What to work on => Your answer must consist solely of the line containing "can u spot the wood" and each line after it through the end of the data, copied exactly.

[Referring expression grounding data]
+---+

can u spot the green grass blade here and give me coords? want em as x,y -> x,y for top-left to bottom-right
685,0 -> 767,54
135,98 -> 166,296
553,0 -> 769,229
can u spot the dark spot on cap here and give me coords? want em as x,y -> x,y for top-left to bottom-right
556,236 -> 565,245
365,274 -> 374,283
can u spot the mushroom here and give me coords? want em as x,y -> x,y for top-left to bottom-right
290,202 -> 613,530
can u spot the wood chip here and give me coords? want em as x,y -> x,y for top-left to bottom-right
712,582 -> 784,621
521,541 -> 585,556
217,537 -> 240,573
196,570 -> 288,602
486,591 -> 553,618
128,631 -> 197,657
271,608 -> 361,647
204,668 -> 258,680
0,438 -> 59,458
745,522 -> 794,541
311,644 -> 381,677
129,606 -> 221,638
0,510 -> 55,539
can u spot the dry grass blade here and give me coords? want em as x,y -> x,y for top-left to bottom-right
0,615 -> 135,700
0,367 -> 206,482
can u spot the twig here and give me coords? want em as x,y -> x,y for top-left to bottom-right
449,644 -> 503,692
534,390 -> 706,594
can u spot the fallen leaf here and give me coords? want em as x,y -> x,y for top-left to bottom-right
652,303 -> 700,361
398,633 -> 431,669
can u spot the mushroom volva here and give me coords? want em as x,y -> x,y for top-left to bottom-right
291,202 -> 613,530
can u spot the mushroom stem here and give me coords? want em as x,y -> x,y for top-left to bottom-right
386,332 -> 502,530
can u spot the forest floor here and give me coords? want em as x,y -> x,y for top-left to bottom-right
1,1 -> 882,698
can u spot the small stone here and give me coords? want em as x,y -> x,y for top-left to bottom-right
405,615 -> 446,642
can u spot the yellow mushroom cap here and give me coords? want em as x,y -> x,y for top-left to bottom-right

+---+

Result below =>
can u spot the wood chip here and give me coords? want em as x,y -> x,y for top-left to bottom-right
712,582 -> 784,621
521,541 -> 585,556
217,537 -> 240,573
196,570 -> 288,602
486,591 -> 553,618
128,631 -> 197,657
271,608 -> 361,647
204,668 -> 258,680
0,438 -> 59,458
745,522 -> 794,541
311,644 -> 381,677
129,606 -> 221,638
0,510 -> 55,539
can u spot the dry grass blade here and give me coords? want em as x,y -> x,y for top-left to bottom-right
0,615 -> 135,700
0,367 -> 206,482
can u spot the twig here and give me coords? want em as x,y -> x,y for top-left to bottom-right
449,644 -> 503,692
534,390 -> 706,594
can u spot the fallen leaf here and give me coords? want em as x,y -> x,y for top-left to bottom-right
652,303 -> 700,361
398,633 -> 431,669
can u spot the mushroom volva here and give me coords? want em as x,y -> x,y for top-left to bottom-right
291,202 -> 613,530
can u spot the mushroom stem here and give me coords? want em as x,y -> x,y for top-left to bottom-right
386,332 -> 502,530
can u spot the forest floor here and give me coords? want em as x,y -> x,y for top-left to bottom-right
1,1 -> 882,698
can u spot the small stone here and give me coords? want em as x,y -> x,y for top-left to bottom-right
405,615 -> 446,642
can u spot the yellow mushroom cap here and give me coords? want em as x,y -> x,y for top-left to bottom-right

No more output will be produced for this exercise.